» Verilen metin
MARCUSX
New member
Hey, çocuk!
Dün seni izledim yattığım yerden.
Benim kurduğum Meclis’in kürsüsüne çıkmış, benim kurduğum partiye hakaret yağdırıyordun...
Hem de benim için çok özel bir günde...
Ve ne büyük komedidir ki; senin gibi düşünenlerin, “herkesten daha çok benim yolumdan ilerlediklerini” söylüyordun...
Güldüm çocuk!
Ya beni hiç anlatamamışlar sana; ya da niyetin başka...
Benim yolumda milleti, “bu, şu, o” diye bölmek yok ki...
Benim yolumda yürüyen devlet adamları ve siyasetçiler, milleti tehdit etmek için “Bize karşı çıkarsanız borsa düşer” diye sopa göstermez örneğin...

» Kayıt alıntıları
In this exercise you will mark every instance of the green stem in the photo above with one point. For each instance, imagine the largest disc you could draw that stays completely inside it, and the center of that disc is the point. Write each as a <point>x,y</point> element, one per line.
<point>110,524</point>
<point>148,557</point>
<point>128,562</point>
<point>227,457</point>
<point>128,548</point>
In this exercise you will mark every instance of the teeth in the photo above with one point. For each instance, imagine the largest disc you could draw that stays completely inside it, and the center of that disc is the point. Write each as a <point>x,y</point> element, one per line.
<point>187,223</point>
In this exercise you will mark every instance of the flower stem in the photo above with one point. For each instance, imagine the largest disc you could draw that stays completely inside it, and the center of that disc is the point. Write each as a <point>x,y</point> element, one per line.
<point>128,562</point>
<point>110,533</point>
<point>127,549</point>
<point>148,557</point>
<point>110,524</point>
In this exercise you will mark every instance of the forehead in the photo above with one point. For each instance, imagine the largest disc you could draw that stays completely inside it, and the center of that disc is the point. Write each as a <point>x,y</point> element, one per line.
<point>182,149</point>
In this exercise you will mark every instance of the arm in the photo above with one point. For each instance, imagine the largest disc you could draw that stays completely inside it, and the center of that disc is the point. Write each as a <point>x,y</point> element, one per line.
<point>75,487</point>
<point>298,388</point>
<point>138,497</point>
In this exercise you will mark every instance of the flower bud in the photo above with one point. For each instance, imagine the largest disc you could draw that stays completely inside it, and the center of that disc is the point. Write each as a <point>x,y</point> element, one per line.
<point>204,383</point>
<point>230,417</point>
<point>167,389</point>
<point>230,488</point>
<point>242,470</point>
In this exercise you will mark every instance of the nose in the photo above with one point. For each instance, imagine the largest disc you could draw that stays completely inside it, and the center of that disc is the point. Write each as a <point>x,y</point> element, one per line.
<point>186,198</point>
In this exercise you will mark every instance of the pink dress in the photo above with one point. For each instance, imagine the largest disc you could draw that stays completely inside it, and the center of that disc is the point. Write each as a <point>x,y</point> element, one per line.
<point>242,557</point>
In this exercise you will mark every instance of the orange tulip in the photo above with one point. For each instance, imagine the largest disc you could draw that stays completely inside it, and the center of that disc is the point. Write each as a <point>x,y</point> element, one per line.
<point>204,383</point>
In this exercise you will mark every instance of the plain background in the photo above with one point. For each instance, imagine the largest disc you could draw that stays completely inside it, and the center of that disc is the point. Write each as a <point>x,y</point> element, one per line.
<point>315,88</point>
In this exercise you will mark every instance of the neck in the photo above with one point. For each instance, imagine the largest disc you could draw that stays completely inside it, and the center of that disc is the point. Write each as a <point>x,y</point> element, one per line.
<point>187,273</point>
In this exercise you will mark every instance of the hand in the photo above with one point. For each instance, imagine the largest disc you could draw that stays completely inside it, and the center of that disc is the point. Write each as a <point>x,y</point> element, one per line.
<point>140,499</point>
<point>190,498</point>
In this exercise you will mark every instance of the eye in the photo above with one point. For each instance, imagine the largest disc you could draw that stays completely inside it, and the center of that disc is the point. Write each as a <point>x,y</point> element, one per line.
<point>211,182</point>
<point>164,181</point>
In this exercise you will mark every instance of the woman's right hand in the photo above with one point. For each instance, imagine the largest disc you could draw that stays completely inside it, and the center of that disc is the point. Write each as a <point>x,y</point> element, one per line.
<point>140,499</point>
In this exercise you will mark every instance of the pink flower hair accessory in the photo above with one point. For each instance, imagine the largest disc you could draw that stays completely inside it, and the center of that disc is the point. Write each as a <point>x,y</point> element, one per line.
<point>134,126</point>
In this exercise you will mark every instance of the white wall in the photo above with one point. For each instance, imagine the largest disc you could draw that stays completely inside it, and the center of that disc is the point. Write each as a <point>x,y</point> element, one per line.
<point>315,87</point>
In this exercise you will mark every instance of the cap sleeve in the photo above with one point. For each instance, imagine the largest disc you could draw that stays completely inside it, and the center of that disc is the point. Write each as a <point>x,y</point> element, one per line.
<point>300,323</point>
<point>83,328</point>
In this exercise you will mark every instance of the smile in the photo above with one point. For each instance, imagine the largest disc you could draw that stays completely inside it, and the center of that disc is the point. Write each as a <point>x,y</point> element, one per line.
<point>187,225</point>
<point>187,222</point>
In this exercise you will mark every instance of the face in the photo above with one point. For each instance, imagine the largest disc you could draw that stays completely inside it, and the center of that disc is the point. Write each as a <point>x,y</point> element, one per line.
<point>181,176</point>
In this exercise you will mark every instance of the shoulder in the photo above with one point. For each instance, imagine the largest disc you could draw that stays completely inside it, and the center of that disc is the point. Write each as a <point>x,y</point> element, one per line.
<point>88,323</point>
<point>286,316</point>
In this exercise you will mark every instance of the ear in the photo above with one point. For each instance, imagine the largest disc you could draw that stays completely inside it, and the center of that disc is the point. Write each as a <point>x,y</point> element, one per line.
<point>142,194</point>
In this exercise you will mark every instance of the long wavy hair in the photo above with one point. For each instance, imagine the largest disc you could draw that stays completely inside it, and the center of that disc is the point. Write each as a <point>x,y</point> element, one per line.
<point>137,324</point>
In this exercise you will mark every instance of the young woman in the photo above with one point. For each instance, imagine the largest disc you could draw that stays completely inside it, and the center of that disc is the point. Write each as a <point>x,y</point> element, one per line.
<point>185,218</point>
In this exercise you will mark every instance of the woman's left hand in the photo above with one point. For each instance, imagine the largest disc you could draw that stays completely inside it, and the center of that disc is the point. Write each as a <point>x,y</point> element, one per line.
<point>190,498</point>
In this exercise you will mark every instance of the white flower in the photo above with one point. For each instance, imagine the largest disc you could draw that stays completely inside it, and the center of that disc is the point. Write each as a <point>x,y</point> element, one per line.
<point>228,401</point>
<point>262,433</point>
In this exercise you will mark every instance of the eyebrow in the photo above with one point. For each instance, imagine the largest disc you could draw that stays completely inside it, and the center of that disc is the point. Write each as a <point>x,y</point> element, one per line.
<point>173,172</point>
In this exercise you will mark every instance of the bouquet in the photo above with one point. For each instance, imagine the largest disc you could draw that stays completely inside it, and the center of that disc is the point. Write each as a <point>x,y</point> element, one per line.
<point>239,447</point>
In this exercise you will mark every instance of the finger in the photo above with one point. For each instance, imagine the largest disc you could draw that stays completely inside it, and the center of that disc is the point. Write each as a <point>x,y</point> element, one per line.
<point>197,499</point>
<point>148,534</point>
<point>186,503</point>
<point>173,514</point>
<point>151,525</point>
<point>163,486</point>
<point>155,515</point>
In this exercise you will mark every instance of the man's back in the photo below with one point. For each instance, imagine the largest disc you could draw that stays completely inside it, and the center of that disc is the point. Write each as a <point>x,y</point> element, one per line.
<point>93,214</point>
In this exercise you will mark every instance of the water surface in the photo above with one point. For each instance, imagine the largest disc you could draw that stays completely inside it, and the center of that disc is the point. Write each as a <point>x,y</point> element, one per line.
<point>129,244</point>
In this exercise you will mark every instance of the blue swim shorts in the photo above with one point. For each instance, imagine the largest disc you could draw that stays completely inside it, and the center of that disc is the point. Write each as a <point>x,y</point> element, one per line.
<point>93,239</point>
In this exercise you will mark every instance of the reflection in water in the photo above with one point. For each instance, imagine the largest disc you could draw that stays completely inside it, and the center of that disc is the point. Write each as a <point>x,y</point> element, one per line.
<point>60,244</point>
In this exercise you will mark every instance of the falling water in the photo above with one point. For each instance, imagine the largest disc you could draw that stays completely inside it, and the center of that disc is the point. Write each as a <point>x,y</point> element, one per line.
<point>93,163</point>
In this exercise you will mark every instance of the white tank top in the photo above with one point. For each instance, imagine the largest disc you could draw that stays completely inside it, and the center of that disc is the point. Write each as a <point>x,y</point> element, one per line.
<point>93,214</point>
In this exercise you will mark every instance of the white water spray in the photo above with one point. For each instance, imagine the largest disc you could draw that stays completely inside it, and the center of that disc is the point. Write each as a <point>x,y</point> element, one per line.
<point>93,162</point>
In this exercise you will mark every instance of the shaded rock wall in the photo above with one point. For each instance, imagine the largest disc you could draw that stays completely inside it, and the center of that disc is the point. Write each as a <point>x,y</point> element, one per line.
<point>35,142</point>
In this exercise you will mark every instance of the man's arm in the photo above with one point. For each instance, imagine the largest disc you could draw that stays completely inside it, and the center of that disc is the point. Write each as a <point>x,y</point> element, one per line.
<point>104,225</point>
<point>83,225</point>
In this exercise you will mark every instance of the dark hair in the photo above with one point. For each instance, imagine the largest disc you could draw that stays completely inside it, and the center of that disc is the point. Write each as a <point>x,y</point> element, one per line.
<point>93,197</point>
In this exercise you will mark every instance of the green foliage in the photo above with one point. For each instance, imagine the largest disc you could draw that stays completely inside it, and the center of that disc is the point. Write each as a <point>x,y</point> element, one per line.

» Alıştırma yönergesi
Meclis kürsüsündeki "çocuk"a seslenen mektubu, son cümlesinden sonra kaldığı yerden sürdürün. Bu alıştırmada kayıtlara ihtiyaç yoktur.

» Çıktı
Benim yolumda yürüyenler; halkımın ve ülkemin kaderini, kapalı kapılar ardında konuşmazlar çocuk...
Başka ülkelerden gelen talimatları hayata geçirmek için çırpınmazlar.
Benim yolumda, arkalarına bile bakmadan kaçan düşman orduları vardır...
Senin gittiğin yol ise, ülkeme isyan eden çete bozuntularını aklamaya çalışanlarla dolu...
Bölünmek, ayrılmak, dağılmak var mı yazdığım kitapta, bir bak!
Ben size hep bağımsızlığın ve özgürlüğün yolunun, “kaynaşmak”tan, “bir olmak”tan geçtiğini söylemedim mi?
“İstiklâl ve cumhuriyetine kastedecek dahili ve harici bedhahların (kötü niyetli kişiler)” oyunlarına gelmemenizi nasihat etmedim mi?
Sen; tüm bunları hiç duymamış gibi, dün çıktın o kürsüye ve benim “yolum”dan yürüdüğünü söyledin pişkin pişkin...
Yürüdüğün o yol, benim yolum değildir, çocuk...
Yürüdüğün o yol, benim ömrüm boyunca size unutturmaya çalıştığım yoldur!
***
Dün; aranızdan ayrıldığım gündü...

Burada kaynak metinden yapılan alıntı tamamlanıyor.